So what your saying is I'm going to have me some of the best white lighting some time soon? Love it!


----------



## Crothcipt (Feb 28, 2012)

love that mix of woods, the last time I smoked I used cherry and apple wood on antelope (pronghorn). Everyone wanted more but didnt' have anymore, I didn't even get some.


----------



## hax9215 (Feb 28, 2012)

Chef Niloc said:


> So what your saying is I'm going to have me some of the best white lighting some time soon? Love it!



No current plans to visit NYC, but if I get the opportunity I will definitlely bring some! btw, this is hard cider; using apples and yeast rather than corn sour mash. Not as strong, ~ 130-140 proof, but much tastier!

Hax the Cook CLEAVERS RULE!!!


----------



## sw2geeks (Feb 29, 2012)

I have two Pellet smokers and love them. As easy as using an oven, just set the temp and the hoper feeds the pellets to maintain the temp you set. I think Traegers commercial units start at $2,000 and go up to around $10,000. Of course I just have the backyard home style Traeger's, being just a home cook.


----------



## Chef Niloc (Feb 29, 2012)

hax9215 said:


> Hax the Cook CLEAVERS RULE!!!



Yes they do! I keep this little one in the trunk of my car, never know when you might have to split a hog 







O and a whole line of Betty's


----------



## Crothcipt (Feb 29, 2012)

I now so want to take that in to work. Show how extreme my problem isn't yet.:scared4:


----------



## Kyle (Feb 29, 2012)

Do any of those cleavers get much use or is it mostly just a really cool collection?


----------



## hax9215 (Feb 29, 2012)

Impressed!

Hax thee Cook CLEAVERS RULE!!!


----------



## jmforge (Mar 1, 2012)

Given exercise 1: Quote the forum thread on smoking and cleavers word for word, starting at "## Crothcipt (Feb 29, 2012)" and ending at "really cool collection?".
The records that come next are unrelated to the forum thread on smoking and cleavers.

Record list:
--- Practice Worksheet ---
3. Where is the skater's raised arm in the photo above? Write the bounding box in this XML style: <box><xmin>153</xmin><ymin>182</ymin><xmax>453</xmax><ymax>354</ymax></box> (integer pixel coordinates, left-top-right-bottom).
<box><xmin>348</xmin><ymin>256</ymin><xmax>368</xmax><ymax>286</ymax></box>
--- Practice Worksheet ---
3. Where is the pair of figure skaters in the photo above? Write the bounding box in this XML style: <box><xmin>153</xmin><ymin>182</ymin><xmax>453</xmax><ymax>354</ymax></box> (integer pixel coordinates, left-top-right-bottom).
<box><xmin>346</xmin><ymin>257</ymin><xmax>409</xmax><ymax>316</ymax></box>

---

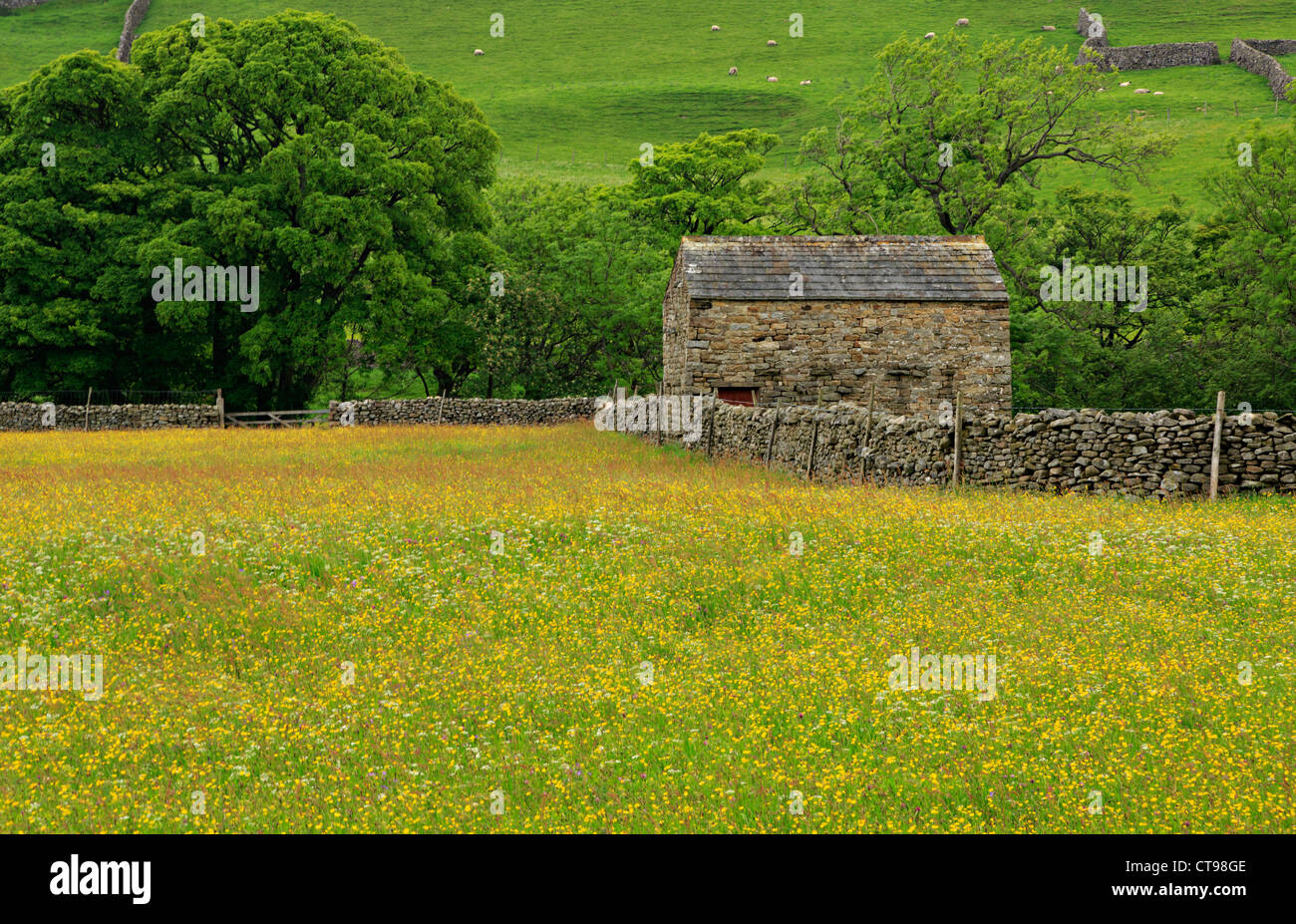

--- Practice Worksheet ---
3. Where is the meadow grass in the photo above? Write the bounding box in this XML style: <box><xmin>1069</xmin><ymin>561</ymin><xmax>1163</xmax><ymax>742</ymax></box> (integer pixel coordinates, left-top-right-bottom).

Given exercise 2: Gather every line of the records that contains the string "pixel". Case counts.

Worked solution 1:
## Crothcipt (Feb 29, 2012)

I now so want to take that in to work. Show how extreme my problem isn't yet.:scared4:


----------



## Kyle (Feb 29, 2012)

Do any of those cleavers get much use or is it mostly just a really cool collection?

Worked solution 2:
3. Where is the skater's raised arm in the photo above? Write the bounding box in this XML style: <box><xmin>153</xmin><ymin>182</ymin><xmax>453</xmax><ymax>354</ymax></box> (integer pixel coordinates, left-top-right-bottom).
3. Where is the pair of figure skaters in the photo above? Write the bounding box in this XML style: <box><xmin>153</xmin><ymin>182</ymin><xmax>453</xmax><ymax>354</ymax></box> (integer pixel coordinates, left-top-right-bottom).
3. Where is the meadow grass in the photo above? Write the bounding box in this XML style: <box><xmin>1069</xmin><ymin>561</ymin><xmax>1163</xmax><ymax>742</ymax></box> (integer pixel coordinates, left-top-right-bottom).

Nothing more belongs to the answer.